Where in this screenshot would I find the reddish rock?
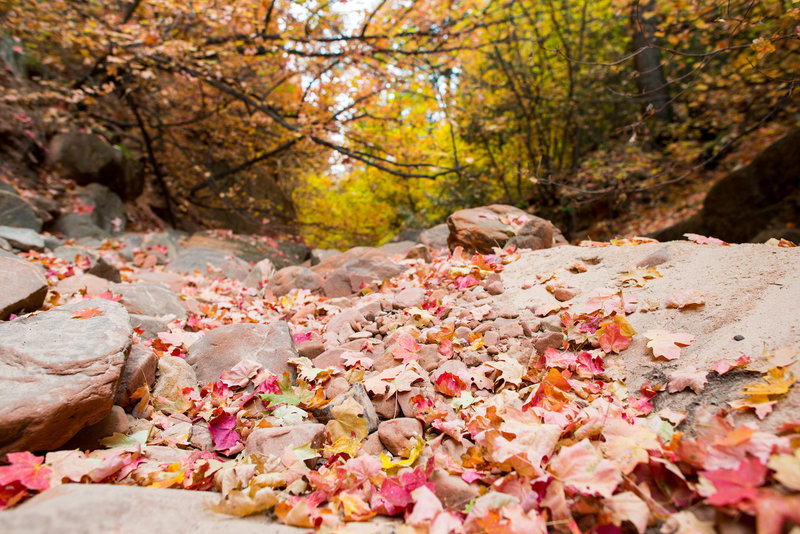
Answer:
[0,256,47,320]
[447,204,560,254]
[244,423,325,456]
[378,417,422,456]
[0,299,132,454]
[533,332,564,354]
[186,321,298,383]
[115,343,158,406]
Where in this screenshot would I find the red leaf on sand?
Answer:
[700,457,767,506]
[208,412,242,451]
[436,372,467,397]
[0,451,53,490]
[644,330,694,360]
[72,308,103,319]
[392,336,422,363]
[597,324,631,354]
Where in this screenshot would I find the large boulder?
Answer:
[0,190,42,232]
[0,299,132,454]
[0,256,47,320]
[0,484,308,534]
[266,265,322,297]
[447,204,563,254]
[186,232,311,269]
[111,282,186,319]
[186,321,297,383]
[48,132,144,199]
[166,247,250,280]
[0,226,44,252]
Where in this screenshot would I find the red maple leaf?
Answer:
[72,308,103,319]
[700,457,767,506]
[436,372,467,397]
[0,451,53,490]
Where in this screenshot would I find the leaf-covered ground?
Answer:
[0,236,800,534]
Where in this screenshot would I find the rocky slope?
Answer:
[0,202,800,533]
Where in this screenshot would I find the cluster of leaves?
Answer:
[0,236,800,534]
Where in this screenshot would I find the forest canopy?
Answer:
[0,0,800,247]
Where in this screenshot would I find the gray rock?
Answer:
[111,282,186,319]
[114,343,158,406]
[267,265,322,297]
[2,484,308,534]
[314,382,380,434]
[186,321,298,383]
[166,247,250,280]
[48,132,144,199]
[0,256,47,320]
[0,190,42,232]
[418,223,450,249]
[0,299,132,454]
[243,258,275,288]
[244,423,325,456]
[53,213,107,239]
[0,226,44,252]
[131,313,168,340]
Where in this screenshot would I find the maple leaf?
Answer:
[711,354,750,375]
[619,267,661,287]
[644,330,694,360]
[743,367,797,395]
[0,451,53,491]
[597,323,632,354]
[208,412,242,451]
[666,289,706,310]
[72,308,103,319]
[667,365,708,393]
[699,457,767,506]
[550,439,622,499]
[392,335,422,364]
[435,372,467,397]
[326,397,369,442]
[683,233,728,246]
[767,449,800,491]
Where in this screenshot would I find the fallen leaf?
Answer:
[665,289,706,310]
[667,365,708,393]
[72,308,103,319]
[644,330,694,360]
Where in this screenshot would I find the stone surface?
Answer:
[243,258,275,287]
[114,344,158,406]
[0,484,308,534]
[0,190,42,232]
[0,299,132,454]
[48,132,144,199]
[394,287,426,310]
[244,423,325,456]
[418,223,450,250]
[314,382,379,433]
[0,256,47,320]
[53,274,111,297]
[0,226,44,252]
[63,406,129,450]
[110,282,186,319]
[267,265,322,297]
[53,213,107,239]
[153,356,197,401]
[166,247,250,280]
[447,204,560,254]
[186,321,298,383]
[378,417,422,456]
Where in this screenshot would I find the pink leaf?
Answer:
[668,365,708,393]
[208,412,242,451]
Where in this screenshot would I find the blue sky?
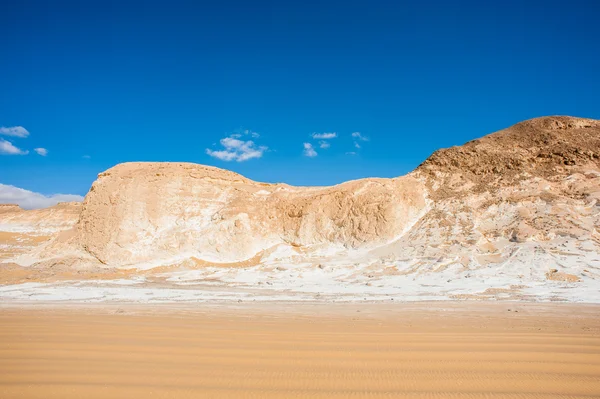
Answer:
[0,0,600,203]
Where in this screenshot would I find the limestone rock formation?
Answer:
[0,116,600,301]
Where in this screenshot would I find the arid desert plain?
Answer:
[0,116,600,398]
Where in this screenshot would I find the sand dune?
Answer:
[0,303,600,398]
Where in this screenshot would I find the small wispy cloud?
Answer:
[33,147,48,157]
[206,130,269,162]
[304,143,318,158]
[0,139,29,155]
[352,132,369,148]
[311,133,337,140]
[0,126,29,138]
[0,184,83,209]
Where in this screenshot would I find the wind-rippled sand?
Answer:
[0,302,600,398]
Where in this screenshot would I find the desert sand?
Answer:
[0,116,600,303]
[0,302,600,399]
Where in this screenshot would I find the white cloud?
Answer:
[352,132,369,141]
[352,132,369,148]
[206,130,269,162]
[0,184,83,209]
[0,126,29,138]
[0,139,29,155]
[304,143,318,158]
[312,133,337,140]
[33,147,48,157]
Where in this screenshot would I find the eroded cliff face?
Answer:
[78,163,426,265]
[0,117,600,301]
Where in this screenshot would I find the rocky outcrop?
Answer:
[0,117,600,304]
[78,163,426,265]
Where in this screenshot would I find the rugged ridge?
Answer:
[0,116,600,301]
[78,163,426,265]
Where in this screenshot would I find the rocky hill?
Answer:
[0,117,600,301]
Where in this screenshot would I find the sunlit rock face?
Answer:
[0,117,600,300]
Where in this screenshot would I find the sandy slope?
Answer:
[0,303,600,398]
[0,116,600,303]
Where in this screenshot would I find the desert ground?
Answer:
[0,301,600,398]
[0,116,600,399]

--

** Çözülecek Problem **
Yukarıdaki listenin tamamını, "screenshot" sözcüğünü geçtiği her yerde "image" ile değiştirip geri kalan her şeyi olduğu gibi bırakarak yeniden yazın. Resimleri yanıtınıza almayın.

** Yazılı Yanıt **
Where in this image would I find the reddish rock?
Answer:
[0,256,47,320]
[447,204,560,254]
[244,423,325,456]
[378,417,422,456]
[0,299,132,454]
[533,332,564,354]
[186,321,298,383]
[115,343,158,406]
Where in this image would I find the red leaf on sand?
Answer:
[700,457,767,506]
[208,412,242,451]
[436,372,467,397]
[0,451,53,490]
[644,330,694,360]
[72,308,103,319]
[392,336,422,363]
[597,324,631,354]
Where in this image would I find the large boulder?
Answer:
[0,190,42,232]
[0,299,132,454]
[0,256,47,320]
[0,484,308,534]
[266,265,322,297]
[447,204,563,254]
[186,232,311,269]
[111,282,186,319]
[186,321,297,383]
[48,132,144,199]
[166,247,250,280]
[0,226,44,252]
Where in this image would I find the red maple leaf?
Answer:
[72,308,103,319]
[700,457,767,506]
[436,372,467,397]
[0,451,53,490]
Where in this image would I find the leaf-covered ground?
Answer:
[0,236,800,534]
Where in this image would I find the rocky slope?
Answer:
[0,202,800,533]
Where in this image would I find the cluster of leaves?
Answer:
[0,236,800,534]
Where in this image would I find the forest canopy?
Answer:
[0,0,800,247]
Where in this image would I find the gray rock?
Answer:
[111,282,186,319]
[114,343,158,406]
[267,265,322,297]
[2,484,308,534]
[314,382,380,434]
[186,321,298,383]
[166,247,250,280]
[48,132,144,199]
[0,256,47,320]
[0,190,42,232]
[418,223,450,249]
[0,299,132,454]
[243,258,275,288]
[244,423,325,456]
[53,213,107,239]
[0,226,44,252]
[131,313,168,340]
Where in this image would I find the maple leaf?
Answer:
[711,354,750,375]
[619,267,661,287]
[644,330,694,360]
[743,367,797,395]
[0,451,53,491]
[597,323,632,354]
[208,412,242,451]
[666,289,706,310]
[72,308,103,319]
[667,365,708,393]
[699,457,767,506]
[550,439,622,499]
[392,335,422,364]
[435,372,467,397]
[326,397,369,442]
[683,233,728,246]
[767,449,800,491]
Where in this image would I find the fallen leaf?
Answer:
[665,289,706,310]
[667,365,708,393]
[72,308,103,319]
[644,330,694,360]
Where in this image would I find the stone surface?
Answer:
[243,258,275,287]
[114,344,158,406]
[0,484,308,534]
[0,190,42,232]
[0,299,132,454]
[48,132,144,199]
[394,287,426,310]
[244,423,325,456]
[418,223,450,250]
[314,382,379,433]
[0,256,47,320]
[53,274,111,297]
[0,226,44,252]
[63,406,129,450]
[110,282,186,319]
[267,265,322,297]
[53,213,107,239]
[153,356,197,401]
[166,247,250,280]
[447,204,560,254]
[186,321,298,383]
[378,417,422,456]
Where in this image would I find the pink leaf?
Answer:
[668,365,708,393]
[208,412,242,451]
Where in this image would I find the blue sky?
Answer:
[0,0,600,203]
Where in this image would I find the limestone rock formation?
Answer:
[0,116,600,301]
Where in this image would I find the arid desert plain?
Answer:
[0,116,600,398]
Where in this image would I find the sand dune?
Answer:
[0,303,600,398]
Where in this image would I find the small wispy cloud?
Answer:
[33,147,48,157]
[206,130,269,162]
[304,143,318,158]
[0,139,29,155]
[352,132,369,148]
[311,133,337,140]
[0,126,29,138]
[0,184,83,209]
Where in this image would I find the wind-rippled sand?
Answer:
[0,302,600,398]
Where in this image would I find the desert sand?
Answer:
[0,116,600,303]
[0,302,600,399]
Where in this image would I find the white cloud?
Answer:
[352,132,369,141]
[352,132,369,148]
[206,130,269,162]
[0,184,83,209]
[0,126,29,138]
[0,139,29,155]
[304,143,318,158]
[312,133,337,140]
[33,147,48,157]
Where in this image would I find the eroded cliff face?
Answer:
[78,163,426,265]
[0,117,600,301]
Where in this image would I find the rocky outcrop?
Answer:
[0,117,600,304]
[78,163,426,265]
Where in this image would I find the rugged ridge?
Answer:
[0,116,600,301]
[78,163,426,265]
Where in this image would I find the rocky hill?
Answer:
[0,117,600,301]
Where in this image would I find the sunlit rock face?
Answer:
[0,117,600,300]
Where in this image would I find the sandy slope?
Answer:
[0,303,600,398]
[0,116,600,303]
Where in this image would I find the desert ground?
Answer:
[0,301,600,398]
[0,116,600,399]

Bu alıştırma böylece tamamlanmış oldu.